Supplied text Start Marker

Option 2: Tune CFS Parameters

# Increase CFS period for less frequent throttling
# (trades latency variance for throughput)

# Per-container (Kubernetes doesn't expose this directly)
echo 1000000 > /sys/fs/cgroup/cpu/container/cpu.cfs_period_us

# System-wide tuning
sysctl kernel.sched_min_granularity_ns=3000000
sysctl kernel.sched_wakeup_granularity_ns=4000000

Option 3: CPU Pinning for Latency-Critical Threads

// Pin critical threads to specific CPUs
import "golang.org/x/sys/unix"

func pinToCPU(cpuID int) error {
    var mask unix.CPUSet
    mask.Set(cpuID)
    return unix.SchedSetaffinity(0, &mask)
}

// Latency-critical handler pinned to dedicated CPU
go func() {
    pinToCPU(0)  // CPU 0 reserved for this
    for req := range criticalRequests {
        handleCritical(req)
    }
}()
# Kubernetes: Use CPU manager for guaranteed pinning
kubelet config:
  cpuManagerPolicy: static

# Pod spec for guaranteed QoS (enables pinning)
resources:
  limits:
    cpu: "2"
    memory: "4Gi"
  requests:
    cpu: "2"
    memory: "4Gi"

Option 4: NUMA-Aware Scheduling

# Check NUMA topology
numactl --hardware

# Pin process to single NUMA node
numactl --cpunodebind=0 --membind=0 ./myapp

# In Kubernetes, use topology manager
kubelet config:
  topologyManagerPolicy: single-numa-node

Monitoring

groups:
  - name: scheduler-latency
    rules:
      - alert: HighRunQueueLatency
        expr: |
          histogram_quantile(0.99,
            rate(scheduler_runq_latency_bucket[5m])

Supplied text End Marker

Required action 1. In the scheduler tuning text above, translate the comment "Pin process to single NUMA node" into Spanish.
Required action 2. List every numbered option heading in the scheduler tuning text above, worded as the text gives it.
Required action 3. Continue the scheduler tuning text above from the point where it stops.

Information provided Start Marker

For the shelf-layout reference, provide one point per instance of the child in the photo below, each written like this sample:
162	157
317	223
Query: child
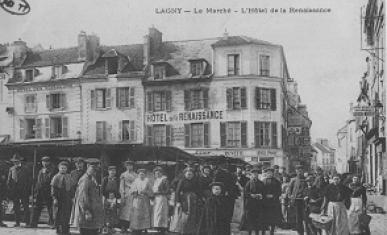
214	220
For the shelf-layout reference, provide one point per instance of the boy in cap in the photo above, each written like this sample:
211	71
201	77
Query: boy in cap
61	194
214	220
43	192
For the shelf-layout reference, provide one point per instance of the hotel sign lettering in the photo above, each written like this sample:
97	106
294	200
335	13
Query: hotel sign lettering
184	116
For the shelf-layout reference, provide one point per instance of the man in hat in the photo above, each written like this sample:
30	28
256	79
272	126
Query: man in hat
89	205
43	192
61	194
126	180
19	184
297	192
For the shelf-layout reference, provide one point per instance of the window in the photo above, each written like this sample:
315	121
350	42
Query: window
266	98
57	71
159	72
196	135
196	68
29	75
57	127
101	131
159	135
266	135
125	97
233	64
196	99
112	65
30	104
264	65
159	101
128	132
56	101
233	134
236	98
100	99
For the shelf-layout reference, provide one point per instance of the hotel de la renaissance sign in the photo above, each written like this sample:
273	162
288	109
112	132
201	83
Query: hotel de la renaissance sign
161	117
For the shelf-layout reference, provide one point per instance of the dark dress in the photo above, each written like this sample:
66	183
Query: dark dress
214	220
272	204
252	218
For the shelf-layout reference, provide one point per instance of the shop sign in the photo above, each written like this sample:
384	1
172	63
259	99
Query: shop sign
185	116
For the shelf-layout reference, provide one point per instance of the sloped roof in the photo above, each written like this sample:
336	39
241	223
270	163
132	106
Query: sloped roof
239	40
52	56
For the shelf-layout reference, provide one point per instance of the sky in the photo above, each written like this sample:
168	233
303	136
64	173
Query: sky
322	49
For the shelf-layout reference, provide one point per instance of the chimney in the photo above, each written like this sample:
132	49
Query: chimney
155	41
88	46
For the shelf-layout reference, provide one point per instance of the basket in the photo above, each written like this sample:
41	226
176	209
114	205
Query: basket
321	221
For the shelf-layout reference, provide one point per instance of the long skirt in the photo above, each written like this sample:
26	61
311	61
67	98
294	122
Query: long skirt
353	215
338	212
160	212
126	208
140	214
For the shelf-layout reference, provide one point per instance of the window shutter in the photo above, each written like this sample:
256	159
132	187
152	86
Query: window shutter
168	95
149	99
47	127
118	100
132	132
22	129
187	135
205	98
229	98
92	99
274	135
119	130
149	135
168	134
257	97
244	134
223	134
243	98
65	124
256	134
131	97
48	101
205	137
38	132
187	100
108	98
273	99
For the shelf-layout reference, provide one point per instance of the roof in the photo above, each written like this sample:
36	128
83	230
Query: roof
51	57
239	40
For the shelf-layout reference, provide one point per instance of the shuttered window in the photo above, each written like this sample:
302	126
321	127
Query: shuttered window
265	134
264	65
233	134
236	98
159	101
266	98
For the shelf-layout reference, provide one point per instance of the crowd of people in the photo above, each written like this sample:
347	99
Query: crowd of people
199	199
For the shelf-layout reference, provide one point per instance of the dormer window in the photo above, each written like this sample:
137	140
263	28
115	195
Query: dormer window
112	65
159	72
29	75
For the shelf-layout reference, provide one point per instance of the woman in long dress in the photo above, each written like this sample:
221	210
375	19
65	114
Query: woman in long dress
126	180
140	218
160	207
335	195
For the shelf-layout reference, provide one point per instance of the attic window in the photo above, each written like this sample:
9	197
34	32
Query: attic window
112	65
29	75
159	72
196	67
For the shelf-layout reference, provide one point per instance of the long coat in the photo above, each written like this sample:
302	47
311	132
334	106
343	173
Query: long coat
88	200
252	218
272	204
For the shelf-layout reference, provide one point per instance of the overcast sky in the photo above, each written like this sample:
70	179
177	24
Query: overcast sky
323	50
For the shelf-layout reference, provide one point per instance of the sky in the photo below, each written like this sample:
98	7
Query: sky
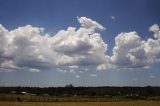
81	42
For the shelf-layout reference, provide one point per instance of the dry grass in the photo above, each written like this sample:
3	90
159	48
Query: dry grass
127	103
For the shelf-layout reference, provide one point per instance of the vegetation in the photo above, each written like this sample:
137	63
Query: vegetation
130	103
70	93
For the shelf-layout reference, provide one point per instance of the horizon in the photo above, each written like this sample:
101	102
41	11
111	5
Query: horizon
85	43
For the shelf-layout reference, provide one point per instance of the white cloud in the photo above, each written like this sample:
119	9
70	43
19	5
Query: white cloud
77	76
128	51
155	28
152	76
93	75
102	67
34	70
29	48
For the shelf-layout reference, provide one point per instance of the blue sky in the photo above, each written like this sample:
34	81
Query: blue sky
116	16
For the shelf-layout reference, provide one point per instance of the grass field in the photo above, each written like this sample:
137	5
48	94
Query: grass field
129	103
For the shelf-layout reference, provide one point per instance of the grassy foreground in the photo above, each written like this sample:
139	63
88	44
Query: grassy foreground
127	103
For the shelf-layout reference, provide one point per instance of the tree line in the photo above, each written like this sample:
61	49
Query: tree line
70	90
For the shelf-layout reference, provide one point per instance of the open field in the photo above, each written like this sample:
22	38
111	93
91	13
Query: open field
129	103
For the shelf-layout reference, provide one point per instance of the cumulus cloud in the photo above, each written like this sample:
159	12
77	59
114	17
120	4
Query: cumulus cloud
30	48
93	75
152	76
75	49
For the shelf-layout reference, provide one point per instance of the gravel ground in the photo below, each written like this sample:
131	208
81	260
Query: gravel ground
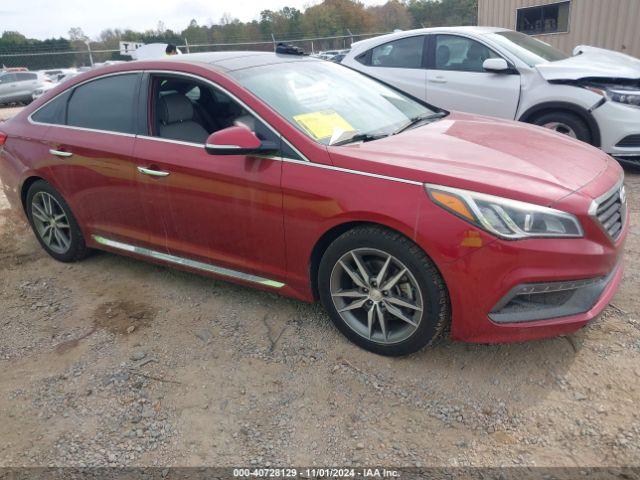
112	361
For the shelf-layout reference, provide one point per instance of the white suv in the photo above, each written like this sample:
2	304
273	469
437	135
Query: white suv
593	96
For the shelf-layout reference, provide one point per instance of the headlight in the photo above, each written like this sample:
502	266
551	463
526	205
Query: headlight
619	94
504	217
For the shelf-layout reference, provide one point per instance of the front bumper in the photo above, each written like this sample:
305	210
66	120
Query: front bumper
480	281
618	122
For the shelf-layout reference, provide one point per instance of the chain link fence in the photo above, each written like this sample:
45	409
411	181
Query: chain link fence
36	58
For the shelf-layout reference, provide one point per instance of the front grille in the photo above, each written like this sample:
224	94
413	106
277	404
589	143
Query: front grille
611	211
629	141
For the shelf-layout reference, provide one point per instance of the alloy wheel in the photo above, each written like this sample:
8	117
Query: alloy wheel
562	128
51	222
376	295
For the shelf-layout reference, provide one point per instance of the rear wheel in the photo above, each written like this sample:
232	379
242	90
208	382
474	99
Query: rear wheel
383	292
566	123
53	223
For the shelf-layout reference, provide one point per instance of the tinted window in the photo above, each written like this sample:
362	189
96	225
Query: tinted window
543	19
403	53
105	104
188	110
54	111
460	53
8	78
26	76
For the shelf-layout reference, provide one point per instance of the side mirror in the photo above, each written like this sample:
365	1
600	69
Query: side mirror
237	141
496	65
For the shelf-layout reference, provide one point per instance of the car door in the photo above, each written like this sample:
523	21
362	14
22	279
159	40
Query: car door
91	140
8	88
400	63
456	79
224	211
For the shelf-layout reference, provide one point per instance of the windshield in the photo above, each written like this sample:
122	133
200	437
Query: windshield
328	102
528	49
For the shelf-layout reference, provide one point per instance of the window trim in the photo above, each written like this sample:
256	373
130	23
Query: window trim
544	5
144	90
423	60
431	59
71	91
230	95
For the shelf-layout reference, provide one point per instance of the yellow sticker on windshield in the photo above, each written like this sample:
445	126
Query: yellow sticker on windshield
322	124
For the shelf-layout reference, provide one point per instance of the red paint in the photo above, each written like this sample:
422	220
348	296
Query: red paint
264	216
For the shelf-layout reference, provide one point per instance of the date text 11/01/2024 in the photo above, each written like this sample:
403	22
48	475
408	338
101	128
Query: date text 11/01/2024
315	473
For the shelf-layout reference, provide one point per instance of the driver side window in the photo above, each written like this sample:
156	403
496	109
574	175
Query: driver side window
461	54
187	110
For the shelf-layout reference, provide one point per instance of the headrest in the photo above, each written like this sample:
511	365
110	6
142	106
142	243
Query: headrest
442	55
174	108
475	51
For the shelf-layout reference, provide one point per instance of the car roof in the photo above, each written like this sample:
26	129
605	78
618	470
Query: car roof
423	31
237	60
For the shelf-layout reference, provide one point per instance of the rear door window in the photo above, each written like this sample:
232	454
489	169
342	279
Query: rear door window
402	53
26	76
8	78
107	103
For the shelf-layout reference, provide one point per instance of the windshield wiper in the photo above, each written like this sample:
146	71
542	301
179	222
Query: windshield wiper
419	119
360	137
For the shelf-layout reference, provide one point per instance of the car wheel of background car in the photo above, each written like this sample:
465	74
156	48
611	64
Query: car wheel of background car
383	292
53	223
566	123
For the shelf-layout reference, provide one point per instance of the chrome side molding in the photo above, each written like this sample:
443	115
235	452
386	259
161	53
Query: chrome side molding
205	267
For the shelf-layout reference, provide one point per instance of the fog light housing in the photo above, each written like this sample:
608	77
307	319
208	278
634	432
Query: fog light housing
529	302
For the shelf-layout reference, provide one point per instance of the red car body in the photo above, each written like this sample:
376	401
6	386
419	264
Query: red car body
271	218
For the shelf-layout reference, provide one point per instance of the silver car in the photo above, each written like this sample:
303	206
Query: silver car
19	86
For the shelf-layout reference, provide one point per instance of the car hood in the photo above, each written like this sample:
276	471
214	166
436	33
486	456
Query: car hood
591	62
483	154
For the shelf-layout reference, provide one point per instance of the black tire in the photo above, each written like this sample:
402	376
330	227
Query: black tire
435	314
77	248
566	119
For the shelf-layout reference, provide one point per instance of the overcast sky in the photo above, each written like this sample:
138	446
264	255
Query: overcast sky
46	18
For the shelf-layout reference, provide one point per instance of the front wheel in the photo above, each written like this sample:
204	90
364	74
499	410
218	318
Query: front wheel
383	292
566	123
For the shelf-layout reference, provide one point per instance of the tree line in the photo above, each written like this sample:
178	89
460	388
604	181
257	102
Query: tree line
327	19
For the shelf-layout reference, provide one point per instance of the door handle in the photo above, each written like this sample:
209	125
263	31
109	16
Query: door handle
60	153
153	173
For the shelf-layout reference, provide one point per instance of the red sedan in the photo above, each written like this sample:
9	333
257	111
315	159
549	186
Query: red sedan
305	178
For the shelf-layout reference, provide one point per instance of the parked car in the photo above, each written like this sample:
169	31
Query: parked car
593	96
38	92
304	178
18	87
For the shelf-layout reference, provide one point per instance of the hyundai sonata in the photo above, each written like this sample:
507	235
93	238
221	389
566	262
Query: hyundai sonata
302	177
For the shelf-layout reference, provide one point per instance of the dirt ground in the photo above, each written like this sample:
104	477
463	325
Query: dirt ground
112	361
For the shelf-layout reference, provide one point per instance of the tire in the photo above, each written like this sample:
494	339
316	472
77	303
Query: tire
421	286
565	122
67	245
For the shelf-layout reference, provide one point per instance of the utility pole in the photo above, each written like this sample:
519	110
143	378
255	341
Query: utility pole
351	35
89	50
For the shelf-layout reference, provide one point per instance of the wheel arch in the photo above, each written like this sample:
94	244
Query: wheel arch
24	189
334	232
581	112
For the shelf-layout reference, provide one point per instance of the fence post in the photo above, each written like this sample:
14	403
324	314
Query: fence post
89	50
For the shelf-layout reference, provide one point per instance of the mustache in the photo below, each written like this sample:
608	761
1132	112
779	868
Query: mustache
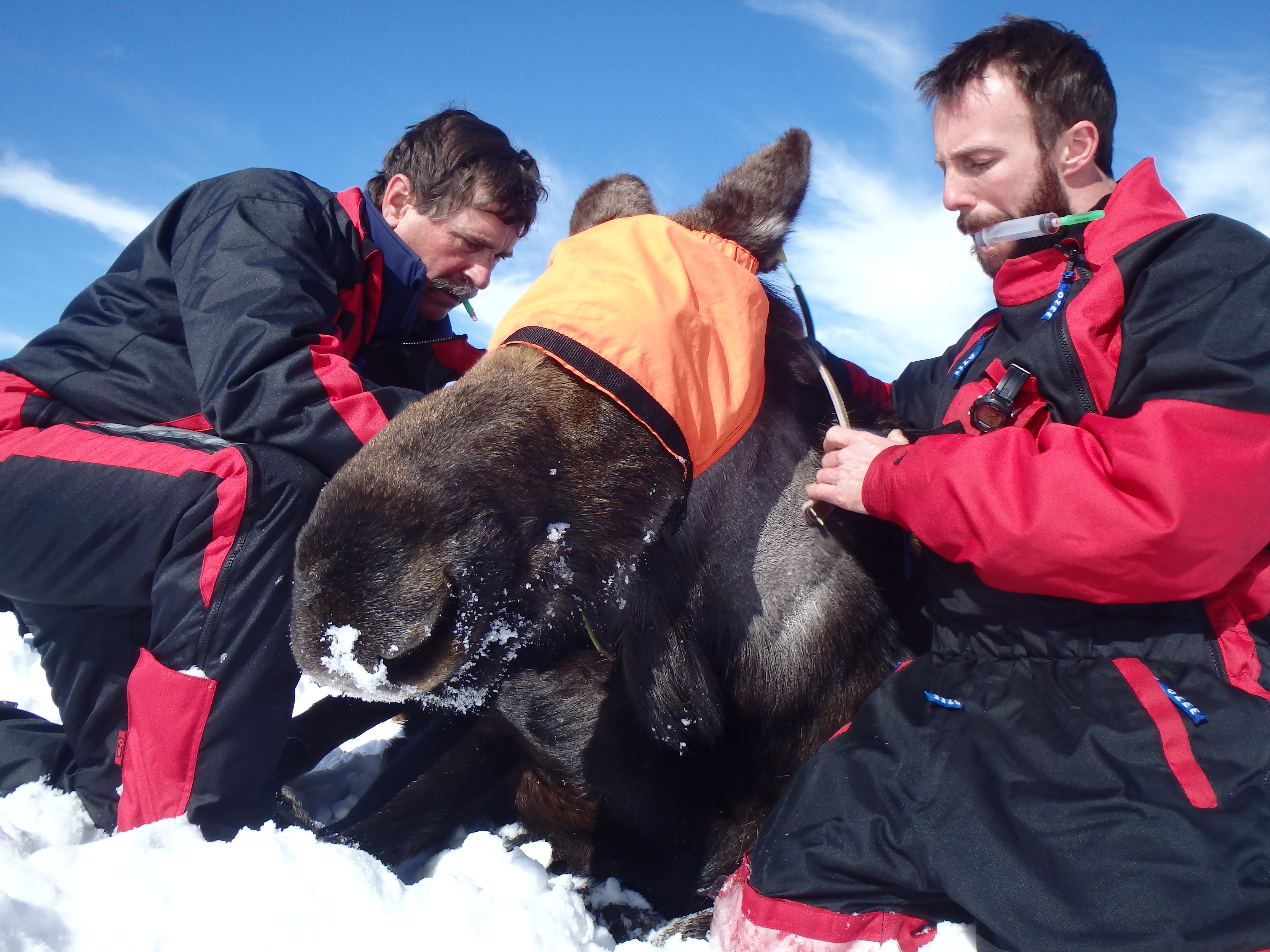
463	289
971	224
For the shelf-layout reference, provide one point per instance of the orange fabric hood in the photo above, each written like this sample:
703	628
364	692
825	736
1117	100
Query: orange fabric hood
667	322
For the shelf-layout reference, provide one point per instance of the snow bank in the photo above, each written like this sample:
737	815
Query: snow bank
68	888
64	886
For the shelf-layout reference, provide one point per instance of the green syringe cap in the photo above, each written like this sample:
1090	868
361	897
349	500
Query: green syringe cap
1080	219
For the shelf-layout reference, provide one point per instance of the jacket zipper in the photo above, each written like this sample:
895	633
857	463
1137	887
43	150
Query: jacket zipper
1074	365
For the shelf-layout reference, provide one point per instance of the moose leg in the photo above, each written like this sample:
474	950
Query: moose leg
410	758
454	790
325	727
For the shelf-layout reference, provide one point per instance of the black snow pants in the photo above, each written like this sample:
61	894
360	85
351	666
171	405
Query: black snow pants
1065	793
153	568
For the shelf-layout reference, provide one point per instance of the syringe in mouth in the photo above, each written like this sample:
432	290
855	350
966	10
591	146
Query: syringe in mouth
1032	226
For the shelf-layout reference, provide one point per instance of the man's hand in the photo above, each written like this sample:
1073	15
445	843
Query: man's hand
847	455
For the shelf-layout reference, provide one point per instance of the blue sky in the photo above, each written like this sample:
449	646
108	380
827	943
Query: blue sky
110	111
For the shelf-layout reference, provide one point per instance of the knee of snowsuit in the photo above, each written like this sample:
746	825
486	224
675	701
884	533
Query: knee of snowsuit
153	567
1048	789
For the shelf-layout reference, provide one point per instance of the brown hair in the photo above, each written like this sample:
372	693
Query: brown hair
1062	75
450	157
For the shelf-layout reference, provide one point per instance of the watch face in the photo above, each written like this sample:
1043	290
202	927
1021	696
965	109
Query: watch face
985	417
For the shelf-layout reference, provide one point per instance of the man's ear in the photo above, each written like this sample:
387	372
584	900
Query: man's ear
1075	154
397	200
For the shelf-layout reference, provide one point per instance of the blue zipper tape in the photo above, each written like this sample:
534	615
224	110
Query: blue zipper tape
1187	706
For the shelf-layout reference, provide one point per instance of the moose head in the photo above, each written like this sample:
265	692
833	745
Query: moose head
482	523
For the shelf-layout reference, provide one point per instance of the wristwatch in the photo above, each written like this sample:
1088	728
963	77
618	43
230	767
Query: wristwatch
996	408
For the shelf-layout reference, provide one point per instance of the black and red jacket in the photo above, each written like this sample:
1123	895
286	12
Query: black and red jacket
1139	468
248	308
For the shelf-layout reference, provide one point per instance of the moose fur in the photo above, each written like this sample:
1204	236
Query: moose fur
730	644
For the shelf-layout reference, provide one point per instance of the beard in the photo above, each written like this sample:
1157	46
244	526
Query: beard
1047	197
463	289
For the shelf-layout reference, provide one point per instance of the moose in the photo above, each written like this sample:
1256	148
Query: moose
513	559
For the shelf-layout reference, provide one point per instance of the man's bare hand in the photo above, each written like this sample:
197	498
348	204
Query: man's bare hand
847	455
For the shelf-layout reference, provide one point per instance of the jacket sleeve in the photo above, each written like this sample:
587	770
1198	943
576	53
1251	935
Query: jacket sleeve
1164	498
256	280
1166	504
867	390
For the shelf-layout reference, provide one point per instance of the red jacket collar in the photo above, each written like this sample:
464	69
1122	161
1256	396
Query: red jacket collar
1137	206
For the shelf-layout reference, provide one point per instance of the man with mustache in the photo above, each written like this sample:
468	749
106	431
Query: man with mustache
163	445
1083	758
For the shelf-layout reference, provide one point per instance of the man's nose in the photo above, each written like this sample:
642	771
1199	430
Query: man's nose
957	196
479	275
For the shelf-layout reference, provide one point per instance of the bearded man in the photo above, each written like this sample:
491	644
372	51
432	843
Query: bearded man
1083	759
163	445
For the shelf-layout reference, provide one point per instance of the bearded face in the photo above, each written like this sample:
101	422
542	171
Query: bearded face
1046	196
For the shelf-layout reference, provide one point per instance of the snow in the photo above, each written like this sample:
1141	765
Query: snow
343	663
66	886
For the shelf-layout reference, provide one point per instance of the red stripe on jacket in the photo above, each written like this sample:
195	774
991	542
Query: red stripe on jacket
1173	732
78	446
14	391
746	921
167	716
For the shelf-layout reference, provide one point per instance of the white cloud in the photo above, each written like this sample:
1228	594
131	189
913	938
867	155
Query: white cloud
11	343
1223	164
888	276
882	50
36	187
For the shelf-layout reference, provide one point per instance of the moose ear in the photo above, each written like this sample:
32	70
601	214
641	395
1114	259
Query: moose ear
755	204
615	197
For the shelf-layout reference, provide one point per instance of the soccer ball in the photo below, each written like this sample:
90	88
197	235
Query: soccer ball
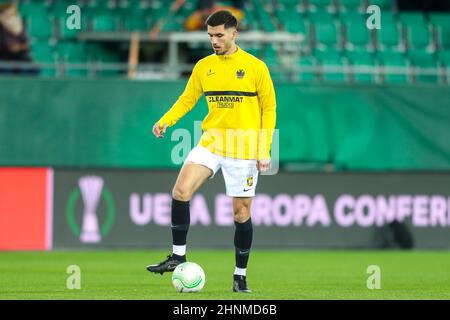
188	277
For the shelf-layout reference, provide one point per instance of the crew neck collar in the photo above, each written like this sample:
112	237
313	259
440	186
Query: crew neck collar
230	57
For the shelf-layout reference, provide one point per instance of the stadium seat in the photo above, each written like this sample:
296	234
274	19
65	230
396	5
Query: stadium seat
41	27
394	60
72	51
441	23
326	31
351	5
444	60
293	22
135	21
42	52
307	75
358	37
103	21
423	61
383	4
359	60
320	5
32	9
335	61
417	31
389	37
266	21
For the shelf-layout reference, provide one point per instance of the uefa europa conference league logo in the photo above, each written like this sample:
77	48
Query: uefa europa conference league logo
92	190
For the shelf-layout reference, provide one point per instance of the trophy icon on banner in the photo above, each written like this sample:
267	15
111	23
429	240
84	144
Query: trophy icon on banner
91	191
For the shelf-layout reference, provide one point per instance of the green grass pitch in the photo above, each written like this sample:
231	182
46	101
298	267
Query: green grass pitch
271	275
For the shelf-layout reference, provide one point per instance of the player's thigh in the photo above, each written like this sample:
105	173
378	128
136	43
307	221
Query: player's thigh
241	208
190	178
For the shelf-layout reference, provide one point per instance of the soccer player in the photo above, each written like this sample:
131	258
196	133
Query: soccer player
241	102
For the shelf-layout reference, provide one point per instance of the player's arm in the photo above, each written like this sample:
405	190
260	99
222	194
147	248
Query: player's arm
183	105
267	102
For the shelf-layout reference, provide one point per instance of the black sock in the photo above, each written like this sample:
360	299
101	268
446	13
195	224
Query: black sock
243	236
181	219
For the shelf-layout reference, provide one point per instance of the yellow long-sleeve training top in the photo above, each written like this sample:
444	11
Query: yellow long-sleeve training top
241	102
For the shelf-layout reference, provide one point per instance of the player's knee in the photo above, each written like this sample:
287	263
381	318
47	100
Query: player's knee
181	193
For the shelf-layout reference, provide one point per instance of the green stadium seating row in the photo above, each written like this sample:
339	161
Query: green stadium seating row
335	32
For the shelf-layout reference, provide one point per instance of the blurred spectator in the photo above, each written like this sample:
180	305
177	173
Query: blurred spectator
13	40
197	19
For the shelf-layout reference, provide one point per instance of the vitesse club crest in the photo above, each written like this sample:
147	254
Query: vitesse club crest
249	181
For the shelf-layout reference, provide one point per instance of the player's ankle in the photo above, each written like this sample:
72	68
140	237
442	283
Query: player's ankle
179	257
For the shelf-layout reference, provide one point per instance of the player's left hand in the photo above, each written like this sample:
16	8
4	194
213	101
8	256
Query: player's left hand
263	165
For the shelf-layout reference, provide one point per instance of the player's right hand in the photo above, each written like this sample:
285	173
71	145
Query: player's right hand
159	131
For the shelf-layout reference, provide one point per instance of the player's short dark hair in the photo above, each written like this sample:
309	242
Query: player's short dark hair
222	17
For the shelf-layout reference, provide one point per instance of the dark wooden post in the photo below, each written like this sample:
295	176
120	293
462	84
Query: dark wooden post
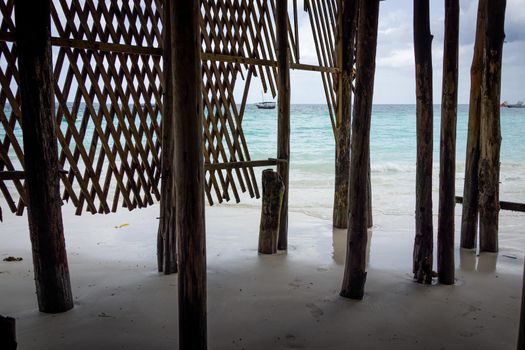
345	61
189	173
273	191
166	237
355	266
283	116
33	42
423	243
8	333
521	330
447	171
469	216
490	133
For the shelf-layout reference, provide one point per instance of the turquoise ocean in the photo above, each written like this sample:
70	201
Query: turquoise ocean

Information provided End Marker

Exercise output 1. Ancla el proceso a un único nodo NUMA.

Exercise output 2.
Option 2: Tune CFS Parameters
Option 3: CPU Pinning for Latency-Critical Threads
Option 4: NUMA-Aware Scheduling

Exercise output 3.
          ) > 0.01
        for: 5m
        labels:
          severity: warning
        annotations:
          summary: "p99 run-queue latency > 10ms"

      - alert: CPSThrottlingHigh
        expr: |
          rate(container_cpu_cfs_throttled_seconds_total[5m]) > 0.1
        for: 5m
        labels:
          severity: warning
        annotations:
          summary: "Container being CPU throttled > 10% of time"

      - alert: RunQueueOverloaded
        expr: |
          node_load1 / count(node_cpu_seconds_total{mode="idle"}) > 2
        for: 5m
        labels:
          severity: critical
        annotations:
          summary: "Run queue length > 2x CPU count"

Checklist

## Run-Queue Latency Investigation

### Symptoms
- [ ] Low CPU utilization but high latency
- [ ] Latency spikes not correlated with traffic
- [ ] Traditional profilers show "nothing wrong"
- [ ] Performance degrades under moderate load

### Diagnosis
- [ ] Check run-queue length with sar/vmstat
- [ ] Use runqlat for latency histogram
- [ ] Generate off-CPU flame graph
- [ ] Check CFS throttling statistics

### Fixes
- [ ] Right-size container CPU limits
- [ ] Reduce thread count to match CPU limit
- [ ] Consider CPU pinning for critical paths
- [ ] Enable NUMA-aware scheduling
- [ ] Monitor CFS throttling metrics

Conclusion

The lesson: CPU profilers only show what happens while your code runs. Off-CPU analysis reveals where your code waits - and run-queue time is often the hidden majority of request latency in containerized environments.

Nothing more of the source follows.